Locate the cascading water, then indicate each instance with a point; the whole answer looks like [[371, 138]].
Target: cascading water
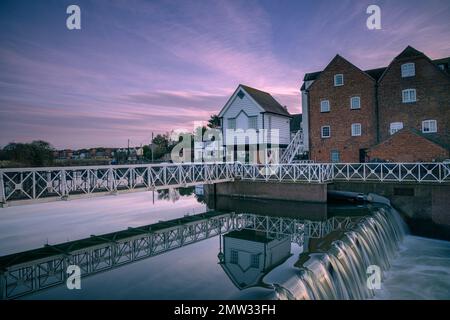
[[341, 271]]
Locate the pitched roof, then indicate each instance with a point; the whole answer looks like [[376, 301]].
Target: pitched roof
[[266, 101], [296, 122], [409, 52]]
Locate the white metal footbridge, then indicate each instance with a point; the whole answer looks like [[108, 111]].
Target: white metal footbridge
[[21, 185], [31, 271]]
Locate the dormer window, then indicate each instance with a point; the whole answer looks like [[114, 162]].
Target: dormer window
[[408, 70], [325, 106], [409, 96], [338, 80]]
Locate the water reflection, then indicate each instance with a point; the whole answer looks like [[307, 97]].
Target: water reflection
[[248, 255], [251, 245]]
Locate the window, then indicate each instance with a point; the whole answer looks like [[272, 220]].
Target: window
[[253, 122], [231, 123], [429, 126], [408, 70], [338, 80], [254, 262], [356, 129], [234, 257], [335, 156], [355, 103], [325, 131], [409, 95], [325, 106], [395, 126]]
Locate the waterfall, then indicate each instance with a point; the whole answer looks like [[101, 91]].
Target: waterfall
[[341, 271]]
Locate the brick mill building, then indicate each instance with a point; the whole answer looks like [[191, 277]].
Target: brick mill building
[[397, 113]]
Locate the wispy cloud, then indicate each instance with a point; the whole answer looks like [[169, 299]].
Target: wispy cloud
[[143, 66]]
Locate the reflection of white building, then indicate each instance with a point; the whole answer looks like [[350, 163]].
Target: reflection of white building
[[248, 255]]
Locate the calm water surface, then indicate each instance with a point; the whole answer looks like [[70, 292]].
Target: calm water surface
[[194, 271]]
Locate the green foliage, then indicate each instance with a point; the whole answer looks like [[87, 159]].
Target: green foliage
[[36, 154], [214, 121], [161, 146]]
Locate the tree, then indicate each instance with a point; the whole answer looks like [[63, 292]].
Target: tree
[[161, 145], [37, 153], [214, 121]]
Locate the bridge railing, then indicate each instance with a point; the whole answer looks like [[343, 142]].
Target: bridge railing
[[392, 172], [309, 172], [37, 183]]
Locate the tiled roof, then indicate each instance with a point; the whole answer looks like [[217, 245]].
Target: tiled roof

========

_WHAT NEEDS TO BE DONE:_ Every line where "tiled" appears must be returned from the listing above.

_FINISHED EXERCISE:_
Locate the tiled roof, then indicate each instance with a point; the whole answer looks like [[217, 245]].
Target: tiled roof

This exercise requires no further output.